(Instruction 1):
From the answer on carbon dioxide solubility, output the part that opens with the words containing "There are two" and closes with "as temp increases).", copied word for word.

— START OF Provided passage —

There are two likely contributing factors here. What you're seeing is rapid release of carbon dioxide from solution, indicating that its solubility has decreased and that the rate of re-equilibrating to that new lower solubility is quite fast. The solubility of carbon dioxide is a factor of
1) the partial pressure of CO2 in the air above the liquid (higher pressure forces more into solution),
2) the pH of the liquid (because higher pH leads to formation of more $\ce{HCO3-}$ and $\ce{CO3^2-}$ thus increasing the total CO2-related species in solution), and
3) temperature of the solution (like most gases, CO2 decreases in solubility as temp increases).
In your case, (1) and (3) are probably most important. [EDIT: I overlooked that the coffee was cold, so (3) is actually not likely to be relevant] The can before opening is pressurized with a high CO2 atmosphere, so it is overloaded with CO2 relative to just about any ambient condition. In order to equilibrate with ambient conditions, it needs to lose some CO2. On the other hand, you've diluted it into the coffee, so there is a slight offsetting effect there. The coffee is slightly acidic, but is not likely to be very well buffered, and probably is not much different than diluting with water.

— END OF Provided passage —
— START OF Source data —

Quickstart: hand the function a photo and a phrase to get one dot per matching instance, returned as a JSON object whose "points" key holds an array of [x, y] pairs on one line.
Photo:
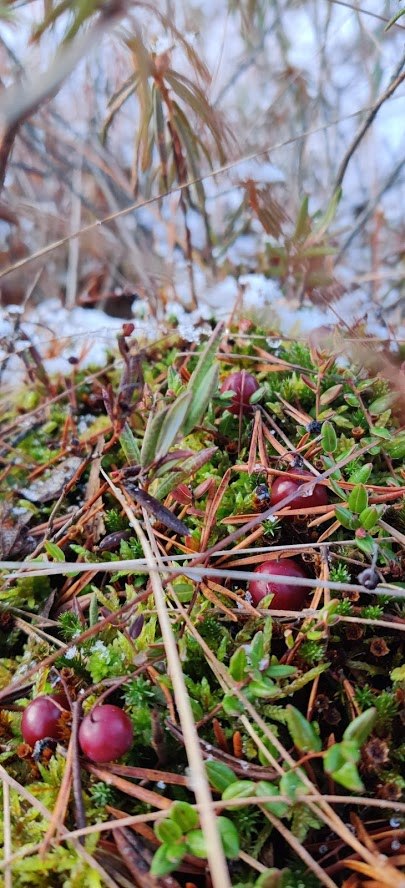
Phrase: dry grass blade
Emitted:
{"points": [[216, 858]]}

— END OF Source data —

(Instruction 2):
Express every line of the entries as a Markdown table with the columns Row and Line, numbering the rows and skipping blank lines. Leave the pictures out.

(Task output 1):
There are two likely contributing factors here. What you're seeing is rapid release of carbon dioxide from solution, indicating that its solubility has decreased and that the rate of re-equilibrating to that new lower solubility is quite fast. The solubility of carbon dioxide is a factor of
1) the partial pressure of CO2 in the air above the liquid (higher pressure forces more into solution),
2) the pH of the liquid (because higher pH leads to formation of more $\ce{HCO3-}$ and $\ce{CO3^2-}$ thus increasing the total CO2-related species in solution), and
3) temperature of the solution (like most gases, CO2 decreases in solubility as temp increases).

(Task output 2):
| Row | Line |
|---|---|
| 1 | Quickstart: hand the function a photo and a phrase to get one dot per matching instance, returned as a JSON object whose "points" key holds an array of [x, y] pairs on one line. |
| 2 | Photo: |
| 3 | Phrase: dry grass blade |
| 4 | Emitted: |
| 5 | {"points": [[216, 858]]} |